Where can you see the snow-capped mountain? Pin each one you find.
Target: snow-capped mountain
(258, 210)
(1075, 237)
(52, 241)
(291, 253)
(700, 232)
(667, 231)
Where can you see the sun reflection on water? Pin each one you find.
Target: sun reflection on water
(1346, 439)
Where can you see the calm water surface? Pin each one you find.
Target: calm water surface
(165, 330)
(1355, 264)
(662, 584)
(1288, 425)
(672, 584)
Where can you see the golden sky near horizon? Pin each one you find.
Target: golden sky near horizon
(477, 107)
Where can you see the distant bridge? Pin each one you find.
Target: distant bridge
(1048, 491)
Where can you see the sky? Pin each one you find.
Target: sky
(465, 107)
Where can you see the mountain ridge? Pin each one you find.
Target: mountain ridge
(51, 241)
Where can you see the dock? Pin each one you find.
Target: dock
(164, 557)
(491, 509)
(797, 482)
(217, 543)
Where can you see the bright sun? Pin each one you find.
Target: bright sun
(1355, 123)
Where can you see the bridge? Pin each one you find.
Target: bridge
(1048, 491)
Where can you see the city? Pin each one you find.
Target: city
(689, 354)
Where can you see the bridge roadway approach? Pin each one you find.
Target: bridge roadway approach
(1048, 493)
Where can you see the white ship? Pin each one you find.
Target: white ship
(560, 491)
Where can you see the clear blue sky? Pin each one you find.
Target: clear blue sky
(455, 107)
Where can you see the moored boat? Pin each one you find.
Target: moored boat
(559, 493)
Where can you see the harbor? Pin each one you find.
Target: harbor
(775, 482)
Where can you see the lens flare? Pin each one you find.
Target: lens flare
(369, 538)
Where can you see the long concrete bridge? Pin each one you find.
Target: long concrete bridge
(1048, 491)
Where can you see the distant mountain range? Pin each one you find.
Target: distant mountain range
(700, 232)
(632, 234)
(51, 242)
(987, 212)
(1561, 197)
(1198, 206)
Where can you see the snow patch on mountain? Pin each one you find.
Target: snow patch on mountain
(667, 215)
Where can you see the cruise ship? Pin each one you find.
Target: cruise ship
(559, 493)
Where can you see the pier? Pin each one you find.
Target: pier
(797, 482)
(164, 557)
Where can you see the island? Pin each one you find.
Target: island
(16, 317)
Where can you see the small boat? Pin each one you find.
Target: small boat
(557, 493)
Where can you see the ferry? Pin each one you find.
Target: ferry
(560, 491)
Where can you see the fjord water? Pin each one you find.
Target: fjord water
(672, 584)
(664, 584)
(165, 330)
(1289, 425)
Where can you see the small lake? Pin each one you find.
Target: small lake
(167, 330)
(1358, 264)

+++

# [The request]
Your task is to extract all of the records exactly.

# [Answer to the problem]
Where can you see the snow-capped mountain? Pin each one you find.
Target: snow-capped mountain
(258, 210)
(1075, 237)
(52, 241)
(291, 253)
(700, 232)
(667, 231)
Where can you see the sun reflection on water? Pin each one you find.
Target: sun reflection on water
(1346, 439)
Where can you see the calm water surface? Pin each one you find.
Target: calm water surface
(165, 330)
(1355, 264)
(662, 584)
(1288, 425)
(672, 584)
Where can you see the golden sky near horizon? Pin each one you find.
Target: golden sky near horizon
(477, 107)
Where can you see the distant bridge? Pin each one you find.
Target: distant bridge
(1048, 491)
Where can you see the sky? Pin each one you find.
Target: sky
(465, 107)
Where can you see the mountain ridge? Pin each one you find.
Target: mountain ridge
(51, 241)
Where can you see the dock? Pin each one you find.
Target: dock
(164, 557)
(491, 509)
(797, 482)
(217, 543)
Where can you see the bright sun? Pin each one you find.
Target: bright sun
(1355, 123)
Where can you see the bridge? Pin each one you find.
Target: bridge
(1048, 491)
Where can you see the city? Pin each one you find.
Target: city
(689, 354)
Where can you see the bridge roadway approach? Pin each one you find.
Target: bridge roadway approach
(1048, 493)
Where can you see the white ship? Pin each one you find.
Target: white ship
(560, 491)
Where can you see the clear blue sky? Pin each one you find.
Target: clear blue sky
(455, 107)
Where can you see the moored boat? Pin each one you find.
Target: moored boat
(559, 493)
Where can you see the harbor? Pin each one you find.
Target: harbor
(775, 482)
Where can you see the lens flare? Pin each one you find.
Target: lens flare
(369, 538)
Where can you see the long concrete bridge? Pin each one you find.
Target: long concrete bridge
(1048, 491)
Where can you see the distant mountain range? Pin each one you find.
Target: distant mountain range
(700, 232)
(632, 234)
(51, 242)
(987, 212)
(1561, 197)
(1198, 206)
Where can you see the snow patch on mountain? Pin each one you find.
Target: snow patch on mountain
(667, 215)
Where can you see the cruise ship? Pin each one you find.
Target: cruise ship
(559, 493)
Where can you see the pier? Pin each one you find.
Target: pier
(797, 482)
(164, 557)
Where can you see the island? Pin each one you find.
Target: island
(16, 317)
Where can you see the small boat? Pin each one you find.
Target: small boat
(557, 493)
Where can you see the ferry? Pin each one you find.
Target: ferry
(560, 491)
Where can you see the fjord water? Pin each one you find.
Target: fjord water
(672, 584)
(664, 584)
(165, 330)
(1289, 425)
Where can you see the small lake? Pin each one you find.
Target: small lake
(167, 330)
(1358, 264)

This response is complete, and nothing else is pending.